• _REQUEST_
Write out every line below, character for character, with no changes.

• _PROVIDED INFORMATION_

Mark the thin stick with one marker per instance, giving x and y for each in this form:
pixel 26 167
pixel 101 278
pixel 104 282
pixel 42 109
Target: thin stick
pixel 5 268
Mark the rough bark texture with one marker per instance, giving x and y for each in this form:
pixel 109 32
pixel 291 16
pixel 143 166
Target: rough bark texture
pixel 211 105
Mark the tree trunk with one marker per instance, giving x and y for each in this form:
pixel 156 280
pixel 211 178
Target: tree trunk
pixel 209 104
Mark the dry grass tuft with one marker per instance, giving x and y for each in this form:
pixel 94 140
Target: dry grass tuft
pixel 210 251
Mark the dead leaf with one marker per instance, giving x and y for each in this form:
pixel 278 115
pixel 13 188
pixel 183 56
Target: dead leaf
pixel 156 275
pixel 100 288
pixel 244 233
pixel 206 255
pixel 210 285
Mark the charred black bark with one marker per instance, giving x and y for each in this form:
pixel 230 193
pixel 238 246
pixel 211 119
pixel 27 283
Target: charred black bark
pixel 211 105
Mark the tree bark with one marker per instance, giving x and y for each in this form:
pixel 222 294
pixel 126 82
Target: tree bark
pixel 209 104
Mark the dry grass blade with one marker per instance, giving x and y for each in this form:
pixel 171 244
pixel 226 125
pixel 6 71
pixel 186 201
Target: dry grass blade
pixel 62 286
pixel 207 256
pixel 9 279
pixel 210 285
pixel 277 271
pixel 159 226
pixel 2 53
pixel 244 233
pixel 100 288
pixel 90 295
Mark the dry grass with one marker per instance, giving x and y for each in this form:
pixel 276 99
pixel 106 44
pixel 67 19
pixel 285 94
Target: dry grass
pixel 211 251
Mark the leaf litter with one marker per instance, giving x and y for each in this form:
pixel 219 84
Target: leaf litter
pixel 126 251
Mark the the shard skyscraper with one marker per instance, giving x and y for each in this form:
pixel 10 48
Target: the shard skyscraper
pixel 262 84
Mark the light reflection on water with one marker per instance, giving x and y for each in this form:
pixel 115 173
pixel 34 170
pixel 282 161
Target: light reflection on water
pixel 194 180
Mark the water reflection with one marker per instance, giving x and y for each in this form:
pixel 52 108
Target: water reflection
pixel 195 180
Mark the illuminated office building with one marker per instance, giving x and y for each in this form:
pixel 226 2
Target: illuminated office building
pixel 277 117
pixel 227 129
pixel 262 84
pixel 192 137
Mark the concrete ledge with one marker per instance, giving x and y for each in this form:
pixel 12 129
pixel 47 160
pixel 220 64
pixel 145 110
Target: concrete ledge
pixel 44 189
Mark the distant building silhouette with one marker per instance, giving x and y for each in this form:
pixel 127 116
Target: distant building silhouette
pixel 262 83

• _WRITTEN ANSWER_
Mark the thin stick with one marker per instance, giving x and y for each in this form:
pixel 26 167
pixel 101 278
pixel 104 282
pixel 42 109
Target: thin stick
pixel 5 268
Mark the rough bark texture with one marker per instance, giving x and y for each in this form:
pixel 109 32
pixel 291 16
pixel 143 166
Target: rough bark texture
pixel 211 105
Mark the tree trunk with one marker per instance, giving x and y for each in this form:
pixel 156 280
pixel 211 178
Target: tree trunk
pixel 209 104
Mark the dry grass tuft with one marker per instance, giving x and y for each in this form:
pixel 94 140
Target: dry grass tuft
pixel 210 251
Mark the dead leaf with one marker per instance, giving x and y for each in this form:
pixel 278 115
pixel 13 188
pixel 183 56
Target: dead leaf
pixel 156 275
pixel 100 288
pixel 244 233
pixel 206 255
pixel 210 285
Mark the charred black bark with one marker per instance, giving x and y for each in this form:
pixel 230 193
pixel 238 246
pixel 211 119
pixel 27 283
Target: charred black bark
pixel 211 105
Mark the tree bark with one marker per instance, giving x and y for each in this form:
pixel 222 294
pixel 126 82
Target: tree bark
pixel 209 104
Mark the dry grass blade with one marker per instance, giving x and y for each in this form:
pixel 171 244
pixel 226 125
pixel 6 71
pixel 186 201
Target: dry grass blade
pixel 62 286
pixel 207 256
pixel 9 279
pixel 210 285
pixel 277 271
pixel 159 226
pixel 2 53
pixel 244 233
pixel 100 288
pixel 90 295
Mark the dry grass with one marker per instance, giving x and y for each in this form:
pixel 276 99
pixel 106 44
pixel 67 19
pixel 285 94
Target: dry grass
pixel 211 251
Mark the leaf litter with one marker per instance, giving x and y for each in this form:
pixel 219 84
Target: leaf litter
pixel 126 251
Mark the the shard skyscraper with one marker per instance, giving x and y for each in this form:
pixel 10 48
Target: the shard skyscraper
pixel 262 84
Mark the light reflection on water with one marker per instance, giving x and y for each in this form:
pixel 115 173
pixel 34 170
pixel 282 161
Target: light reflection on water
pixel 194 180
Mark the water reflection with one marker per instance, giving x and y for each in this form:
pixel 52 108
Target: water reflection
pixel 195 180
Mark the illuminated office building with one marker per instance, giving x and y for each in this form:
pixel 226 2
Target: illuminated office building
pixel 277 117
pixel 227 129
pixel 262 84
pixel 192 137
Mark the concrete ledge with one marker per instance, giving x and y for each in this form:
pixel 12 129
pixel 47 160
pixel 220 64
pixel 145 110
Target: concrete ledge
pixel 44 189
Mark the distant building silhouette with one marker per instance, giving x and y for each in this form:
pixel 127 116
Target: distant building silhouette
pixel 262 83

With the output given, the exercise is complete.